▶ _PROBLEM TO SOLVE_:
Render the records below as a two-column CSV with the columns text and answer, one row per record. Put each value in a single quoted field with line breaks replaced by spaces, and include only the lines from the one containing "Return one point per instance of the bride's hand" up to and including the one containing "x=369, y=381".

▶ _MATERIAL FOR THIS EXERCISE_:
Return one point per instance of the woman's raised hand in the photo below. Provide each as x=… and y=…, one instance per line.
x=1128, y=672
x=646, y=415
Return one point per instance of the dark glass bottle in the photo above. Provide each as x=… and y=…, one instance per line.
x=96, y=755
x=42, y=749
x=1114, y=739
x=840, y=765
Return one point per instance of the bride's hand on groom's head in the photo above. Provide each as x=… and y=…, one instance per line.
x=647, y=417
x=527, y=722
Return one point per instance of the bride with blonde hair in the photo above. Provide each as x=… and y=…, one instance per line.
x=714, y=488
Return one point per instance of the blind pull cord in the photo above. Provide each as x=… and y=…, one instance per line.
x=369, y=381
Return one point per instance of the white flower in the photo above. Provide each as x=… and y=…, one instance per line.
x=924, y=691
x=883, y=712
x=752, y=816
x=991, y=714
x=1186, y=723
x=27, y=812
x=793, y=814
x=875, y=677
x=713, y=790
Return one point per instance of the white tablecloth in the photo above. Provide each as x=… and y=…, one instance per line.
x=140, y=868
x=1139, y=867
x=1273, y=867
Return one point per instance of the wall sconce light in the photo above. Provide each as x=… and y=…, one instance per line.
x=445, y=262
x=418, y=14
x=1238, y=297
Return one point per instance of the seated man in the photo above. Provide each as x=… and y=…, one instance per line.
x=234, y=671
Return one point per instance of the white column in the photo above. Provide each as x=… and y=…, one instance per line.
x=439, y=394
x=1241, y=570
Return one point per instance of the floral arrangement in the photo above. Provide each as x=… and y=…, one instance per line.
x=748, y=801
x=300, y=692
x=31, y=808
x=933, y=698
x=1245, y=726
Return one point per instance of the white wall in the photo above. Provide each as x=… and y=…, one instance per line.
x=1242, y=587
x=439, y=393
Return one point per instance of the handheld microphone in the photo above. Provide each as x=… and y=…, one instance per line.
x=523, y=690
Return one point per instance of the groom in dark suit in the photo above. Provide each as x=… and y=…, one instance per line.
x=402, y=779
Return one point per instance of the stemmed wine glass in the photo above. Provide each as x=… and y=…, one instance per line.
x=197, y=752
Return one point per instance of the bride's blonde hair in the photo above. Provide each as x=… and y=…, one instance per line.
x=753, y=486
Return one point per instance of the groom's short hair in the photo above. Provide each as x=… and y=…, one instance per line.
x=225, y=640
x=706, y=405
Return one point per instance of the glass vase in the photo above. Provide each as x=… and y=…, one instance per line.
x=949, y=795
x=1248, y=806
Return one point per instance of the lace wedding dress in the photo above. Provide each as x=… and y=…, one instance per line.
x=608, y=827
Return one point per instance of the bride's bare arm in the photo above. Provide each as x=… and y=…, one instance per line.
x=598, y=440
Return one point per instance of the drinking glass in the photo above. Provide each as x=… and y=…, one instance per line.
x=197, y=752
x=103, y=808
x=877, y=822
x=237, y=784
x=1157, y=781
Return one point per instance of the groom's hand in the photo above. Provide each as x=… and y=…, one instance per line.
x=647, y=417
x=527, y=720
* * *
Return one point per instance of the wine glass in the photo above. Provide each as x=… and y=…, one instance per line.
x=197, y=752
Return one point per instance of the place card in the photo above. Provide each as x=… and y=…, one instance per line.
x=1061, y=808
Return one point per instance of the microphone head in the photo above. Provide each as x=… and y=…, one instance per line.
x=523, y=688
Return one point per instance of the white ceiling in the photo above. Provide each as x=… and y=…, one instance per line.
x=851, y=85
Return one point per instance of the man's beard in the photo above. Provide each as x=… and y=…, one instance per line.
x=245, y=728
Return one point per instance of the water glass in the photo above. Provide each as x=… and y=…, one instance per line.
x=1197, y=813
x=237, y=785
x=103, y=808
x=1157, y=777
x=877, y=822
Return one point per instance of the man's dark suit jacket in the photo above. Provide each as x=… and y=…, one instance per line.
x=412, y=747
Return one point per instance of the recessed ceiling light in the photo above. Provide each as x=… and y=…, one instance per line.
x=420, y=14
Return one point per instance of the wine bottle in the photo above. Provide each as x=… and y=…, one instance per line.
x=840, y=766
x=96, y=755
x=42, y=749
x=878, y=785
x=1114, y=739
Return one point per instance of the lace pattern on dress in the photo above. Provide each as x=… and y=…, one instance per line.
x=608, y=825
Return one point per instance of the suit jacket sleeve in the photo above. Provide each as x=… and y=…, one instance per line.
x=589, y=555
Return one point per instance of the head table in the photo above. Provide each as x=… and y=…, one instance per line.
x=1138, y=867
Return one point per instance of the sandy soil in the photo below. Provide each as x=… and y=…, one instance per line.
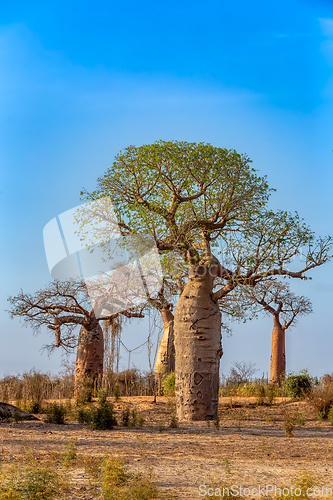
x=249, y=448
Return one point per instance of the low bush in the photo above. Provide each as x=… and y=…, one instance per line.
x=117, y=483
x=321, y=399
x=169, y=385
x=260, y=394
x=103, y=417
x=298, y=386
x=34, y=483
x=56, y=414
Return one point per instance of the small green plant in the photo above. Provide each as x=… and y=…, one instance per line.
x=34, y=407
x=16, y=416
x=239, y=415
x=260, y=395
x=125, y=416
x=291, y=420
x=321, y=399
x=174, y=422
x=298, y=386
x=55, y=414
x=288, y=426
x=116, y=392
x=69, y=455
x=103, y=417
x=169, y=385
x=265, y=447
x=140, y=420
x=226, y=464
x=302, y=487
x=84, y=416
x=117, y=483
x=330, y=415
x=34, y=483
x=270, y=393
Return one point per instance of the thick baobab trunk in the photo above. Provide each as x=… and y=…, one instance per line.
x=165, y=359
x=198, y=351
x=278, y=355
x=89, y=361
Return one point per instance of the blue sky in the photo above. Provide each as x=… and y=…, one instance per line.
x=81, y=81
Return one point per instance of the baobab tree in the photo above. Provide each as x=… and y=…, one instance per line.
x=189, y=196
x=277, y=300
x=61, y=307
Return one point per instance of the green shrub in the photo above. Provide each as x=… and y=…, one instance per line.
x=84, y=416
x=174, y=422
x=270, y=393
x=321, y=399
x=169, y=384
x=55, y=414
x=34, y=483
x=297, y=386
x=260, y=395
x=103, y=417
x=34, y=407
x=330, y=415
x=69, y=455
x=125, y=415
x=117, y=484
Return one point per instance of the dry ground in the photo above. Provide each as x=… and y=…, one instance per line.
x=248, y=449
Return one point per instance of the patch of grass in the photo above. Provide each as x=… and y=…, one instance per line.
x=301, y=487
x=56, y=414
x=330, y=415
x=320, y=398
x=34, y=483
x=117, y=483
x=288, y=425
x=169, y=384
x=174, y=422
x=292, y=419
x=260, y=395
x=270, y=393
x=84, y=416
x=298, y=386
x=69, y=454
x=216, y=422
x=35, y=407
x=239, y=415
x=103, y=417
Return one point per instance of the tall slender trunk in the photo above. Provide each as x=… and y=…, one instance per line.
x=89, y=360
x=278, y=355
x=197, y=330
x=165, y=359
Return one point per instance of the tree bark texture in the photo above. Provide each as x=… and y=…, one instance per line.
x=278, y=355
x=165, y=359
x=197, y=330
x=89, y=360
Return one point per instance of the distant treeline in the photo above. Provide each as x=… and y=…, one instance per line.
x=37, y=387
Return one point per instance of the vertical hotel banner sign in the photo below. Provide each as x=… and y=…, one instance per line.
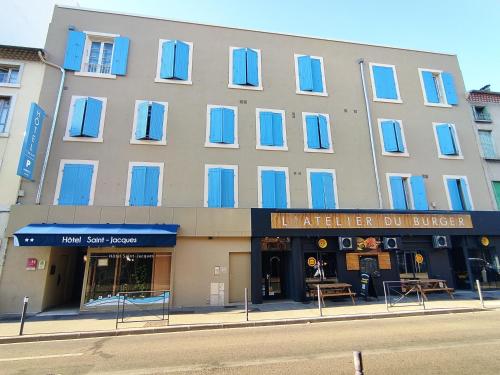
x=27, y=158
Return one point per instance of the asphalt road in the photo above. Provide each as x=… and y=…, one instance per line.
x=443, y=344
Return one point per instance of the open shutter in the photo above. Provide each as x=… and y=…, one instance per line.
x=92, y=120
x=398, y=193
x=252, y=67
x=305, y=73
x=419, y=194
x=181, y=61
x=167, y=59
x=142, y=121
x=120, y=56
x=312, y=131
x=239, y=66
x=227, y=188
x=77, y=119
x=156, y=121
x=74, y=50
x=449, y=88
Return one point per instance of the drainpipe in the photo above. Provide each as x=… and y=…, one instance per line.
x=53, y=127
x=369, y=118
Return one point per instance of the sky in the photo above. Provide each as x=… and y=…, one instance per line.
...
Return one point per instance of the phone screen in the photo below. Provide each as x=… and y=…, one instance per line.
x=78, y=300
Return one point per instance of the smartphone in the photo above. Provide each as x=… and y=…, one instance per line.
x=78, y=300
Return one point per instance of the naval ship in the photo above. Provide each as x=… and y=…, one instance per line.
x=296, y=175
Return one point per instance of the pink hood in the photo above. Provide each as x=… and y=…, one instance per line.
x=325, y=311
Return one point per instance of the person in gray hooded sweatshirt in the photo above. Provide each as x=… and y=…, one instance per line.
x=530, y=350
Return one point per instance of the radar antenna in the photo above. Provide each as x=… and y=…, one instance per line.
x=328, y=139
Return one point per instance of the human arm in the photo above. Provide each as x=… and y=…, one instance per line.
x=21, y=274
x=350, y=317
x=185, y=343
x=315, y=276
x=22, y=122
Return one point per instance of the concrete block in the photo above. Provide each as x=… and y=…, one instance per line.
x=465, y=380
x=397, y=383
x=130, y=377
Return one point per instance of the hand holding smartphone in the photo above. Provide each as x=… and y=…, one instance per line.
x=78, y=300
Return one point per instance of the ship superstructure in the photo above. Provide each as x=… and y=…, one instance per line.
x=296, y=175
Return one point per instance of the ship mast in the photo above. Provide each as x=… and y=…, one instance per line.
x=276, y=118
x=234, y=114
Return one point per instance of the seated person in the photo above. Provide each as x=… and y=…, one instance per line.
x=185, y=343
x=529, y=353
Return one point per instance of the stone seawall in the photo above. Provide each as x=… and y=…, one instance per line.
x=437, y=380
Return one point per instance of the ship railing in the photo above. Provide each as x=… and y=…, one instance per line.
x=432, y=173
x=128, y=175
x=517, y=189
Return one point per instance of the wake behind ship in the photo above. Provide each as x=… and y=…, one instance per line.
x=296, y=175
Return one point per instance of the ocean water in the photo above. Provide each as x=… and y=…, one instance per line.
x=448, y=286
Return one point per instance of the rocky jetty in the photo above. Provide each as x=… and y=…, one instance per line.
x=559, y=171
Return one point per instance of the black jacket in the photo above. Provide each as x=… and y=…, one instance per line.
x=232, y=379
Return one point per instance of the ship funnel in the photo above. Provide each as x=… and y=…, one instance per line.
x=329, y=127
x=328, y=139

▶ _COMPLETE OUTPUT_:
text,answer
"Return one point per instance of the bride's hand on groom's head in the photo above. Provide each as x=… and y=…, one instance per line.","x=647, y=417 x=527, y=722"
"Return one point per instance of the bride with blonde hair in the photo above. Provide each as x=… and y=…, one instance per line.","x=714, y=488"
"Return one point per instance of the blind pull cord in the photo above. Provide each as x=… and y=…, one instance per line.","x=369, y=381"